▶ **PROBLEM REQUIREMENTS**
Report each line of the material below that contains the word "person", copying the line in full. Case counts.

▶ **DATASET RECORDS**

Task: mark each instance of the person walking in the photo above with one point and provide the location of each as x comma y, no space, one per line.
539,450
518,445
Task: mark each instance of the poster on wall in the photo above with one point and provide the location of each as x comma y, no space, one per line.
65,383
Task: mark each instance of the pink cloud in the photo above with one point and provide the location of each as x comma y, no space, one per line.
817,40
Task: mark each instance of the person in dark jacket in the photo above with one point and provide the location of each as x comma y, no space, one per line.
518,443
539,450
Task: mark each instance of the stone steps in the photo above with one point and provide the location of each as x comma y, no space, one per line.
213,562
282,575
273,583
...
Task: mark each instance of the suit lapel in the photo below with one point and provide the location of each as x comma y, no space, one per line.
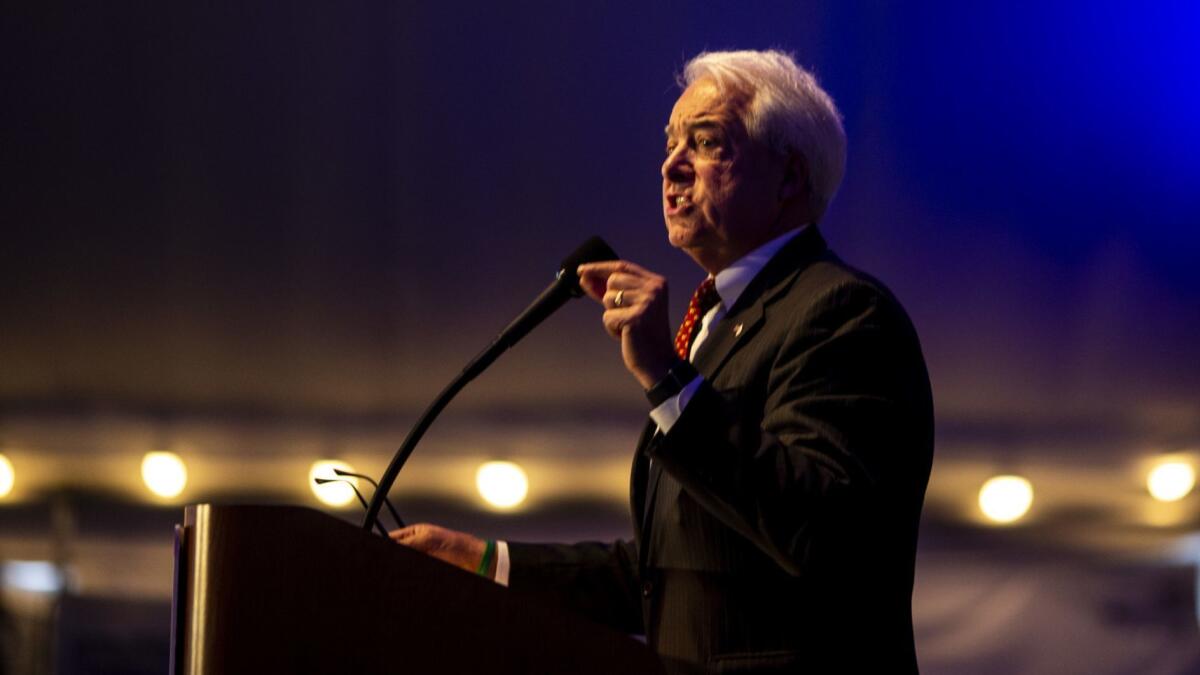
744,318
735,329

▶ **OUTPUT FOR THIS TASK**
Task: mark each instance of the person walking in the photo above with one point and provide the location of each as x comma y, no space, one per line.
Task: mark each instance of the person in dark jacket in the photo above with one point and provide the location of each as x comma y, no space, one per line.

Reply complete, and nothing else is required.